> **EXERCISE INSTRUCTIONS**
Exactly reproduce the lines from the line containing "Target: brown hair" to the end of the data below, inclusive, and nothing else.

— start of DATA LINES —

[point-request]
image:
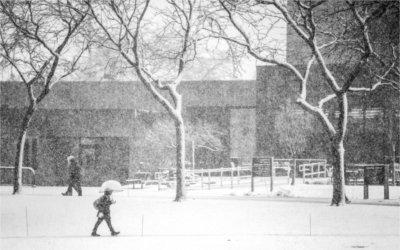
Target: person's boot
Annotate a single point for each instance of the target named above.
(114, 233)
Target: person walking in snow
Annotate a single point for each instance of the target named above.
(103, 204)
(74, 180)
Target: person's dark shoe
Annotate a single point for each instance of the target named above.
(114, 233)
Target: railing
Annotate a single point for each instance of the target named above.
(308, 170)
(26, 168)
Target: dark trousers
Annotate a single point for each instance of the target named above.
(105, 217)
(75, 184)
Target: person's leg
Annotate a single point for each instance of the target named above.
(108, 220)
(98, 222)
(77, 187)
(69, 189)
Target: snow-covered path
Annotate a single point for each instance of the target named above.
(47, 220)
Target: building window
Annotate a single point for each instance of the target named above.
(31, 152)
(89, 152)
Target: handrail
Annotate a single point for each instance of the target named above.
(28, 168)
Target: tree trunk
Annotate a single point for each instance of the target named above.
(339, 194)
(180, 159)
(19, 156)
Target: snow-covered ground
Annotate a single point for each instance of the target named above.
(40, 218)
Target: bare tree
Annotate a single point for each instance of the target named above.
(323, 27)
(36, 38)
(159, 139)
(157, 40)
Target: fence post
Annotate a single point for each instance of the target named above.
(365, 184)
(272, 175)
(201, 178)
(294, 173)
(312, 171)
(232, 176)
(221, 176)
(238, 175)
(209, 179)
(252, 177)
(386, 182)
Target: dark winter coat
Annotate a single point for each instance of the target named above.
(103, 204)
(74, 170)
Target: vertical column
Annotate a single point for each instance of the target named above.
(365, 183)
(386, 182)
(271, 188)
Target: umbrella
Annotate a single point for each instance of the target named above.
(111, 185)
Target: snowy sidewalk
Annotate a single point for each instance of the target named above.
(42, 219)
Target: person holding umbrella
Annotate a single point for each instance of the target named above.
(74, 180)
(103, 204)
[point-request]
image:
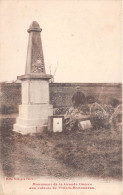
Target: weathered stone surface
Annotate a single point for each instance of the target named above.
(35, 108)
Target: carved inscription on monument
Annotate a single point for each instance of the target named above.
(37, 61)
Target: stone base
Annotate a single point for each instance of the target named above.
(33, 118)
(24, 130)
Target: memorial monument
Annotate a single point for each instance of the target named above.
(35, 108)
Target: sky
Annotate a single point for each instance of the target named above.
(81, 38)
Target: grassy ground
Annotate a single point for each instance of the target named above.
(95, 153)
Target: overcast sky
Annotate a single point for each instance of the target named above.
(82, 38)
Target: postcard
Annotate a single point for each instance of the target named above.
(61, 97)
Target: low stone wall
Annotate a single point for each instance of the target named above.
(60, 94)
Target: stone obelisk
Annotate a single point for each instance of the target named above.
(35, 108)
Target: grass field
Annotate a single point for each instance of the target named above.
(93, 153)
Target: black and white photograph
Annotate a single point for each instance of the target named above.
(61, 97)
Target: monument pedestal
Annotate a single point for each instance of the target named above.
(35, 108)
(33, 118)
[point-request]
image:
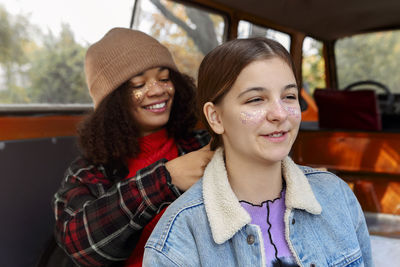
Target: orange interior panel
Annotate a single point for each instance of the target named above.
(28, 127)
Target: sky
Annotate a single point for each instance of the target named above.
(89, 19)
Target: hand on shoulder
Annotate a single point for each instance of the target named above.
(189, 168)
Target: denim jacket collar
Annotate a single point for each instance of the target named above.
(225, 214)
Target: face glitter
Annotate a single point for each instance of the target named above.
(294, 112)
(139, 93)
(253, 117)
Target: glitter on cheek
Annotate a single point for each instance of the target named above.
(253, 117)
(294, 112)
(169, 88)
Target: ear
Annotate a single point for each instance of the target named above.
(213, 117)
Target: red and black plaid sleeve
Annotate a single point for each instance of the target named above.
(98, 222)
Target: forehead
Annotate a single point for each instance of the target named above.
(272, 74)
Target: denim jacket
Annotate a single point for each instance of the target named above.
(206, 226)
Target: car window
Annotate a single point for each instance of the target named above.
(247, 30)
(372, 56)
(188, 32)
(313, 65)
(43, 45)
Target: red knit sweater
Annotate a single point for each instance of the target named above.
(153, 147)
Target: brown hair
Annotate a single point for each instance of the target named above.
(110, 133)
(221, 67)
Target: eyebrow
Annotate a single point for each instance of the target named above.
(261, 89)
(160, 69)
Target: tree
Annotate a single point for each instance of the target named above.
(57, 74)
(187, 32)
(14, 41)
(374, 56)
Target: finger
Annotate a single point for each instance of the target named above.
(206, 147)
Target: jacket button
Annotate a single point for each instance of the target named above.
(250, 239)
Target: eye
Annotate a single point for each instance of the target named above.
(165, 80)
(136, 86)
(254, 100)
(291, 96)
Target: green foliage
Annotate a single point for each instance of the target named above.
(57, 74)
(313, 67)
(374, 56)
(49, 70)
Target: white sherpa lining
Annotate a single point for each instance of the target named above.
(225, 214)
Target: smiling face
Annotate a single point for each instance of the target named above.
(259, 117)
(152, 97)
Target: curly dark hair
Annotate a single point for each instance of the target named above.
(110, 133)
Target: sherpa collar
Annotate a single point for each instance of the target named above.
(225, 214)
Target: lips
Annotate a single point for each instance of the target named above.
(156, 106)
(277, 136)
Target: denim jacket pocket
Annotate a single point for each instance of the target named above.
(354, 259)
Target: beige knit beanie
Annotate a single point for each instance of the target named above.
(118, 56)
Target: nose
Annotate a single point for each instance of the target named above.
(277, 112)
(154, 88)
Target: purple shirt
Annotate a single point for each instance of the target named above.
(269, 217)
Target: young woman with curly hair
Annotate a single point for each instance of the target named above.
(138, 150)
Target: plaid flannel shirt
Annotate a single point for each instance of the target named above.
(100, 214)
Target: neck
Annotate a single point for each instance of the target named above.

— end of DATA LINES —

> **RESPONSE TO THE TASK**
Target: brown hair
Annotate a single point for each instance of the target named above.
(110, 133)
(221, 67)
Target: eyebrow
Annotate a single point for each instance of the target named above.
(261, 89)
(160, 69)
Target: tree
Annotate a single point for each instance of the target named above.
(57, 74)
(187, 32)
(14, 41)
(374, 56)
Target: finger
Annotate a single point for each instance of the target named above.
(206, 147)
Target: jacket button
Annotate a single point for each instance of the target named above.
(250, 239)
Target: eye
Annotate a single point for each instance of the target named above.
(165, 80)
(136, 86)
(254, 100)
(291, 96)
Target: green foliage
Annotate a single point for each instance of the target named above.
(57, 74)
(313, 67)
(374, 56)
(49, 70)
Target: white sherpa lining
Annotate a single point for each instance of the target named above.
(225, 214)
Target: smiling face
Annotate a single point for each instance of the target named above.
(259, 117)
(152, 97)
Target: curly dark hair
Annotate a single point for each instance of the target named above.
(110, 133)
Target: sherpa collar
Annotate a single point for each instance of the target named above.
(225, 214)
Target: lips
Annotate a single point for each instance of the target named above.
(156, 106)
(277, 136)
Target: denim jacket pocket
Annotate a single point for each instance of the target named above.
(354, 259)
Target: beige knit beanie
Annotate a single point for each instance of the target named above.
(118, 56)
Target: nose
Annotate a single point for each instance of the target named above.
(277, 112)
(154, 88)
Target: purple shirt
Annotate a single point for each instance of the target named above.
(269, 217)
Target: young woman with curly hair
Annotate a single point for each instance of the target named above.
(138, 150)
Target: plaid flannel shirt
Annotate a single point for each instance of the target named above.
(100, 214)
Target: neck
Annotate a single point for each instance of the target named above.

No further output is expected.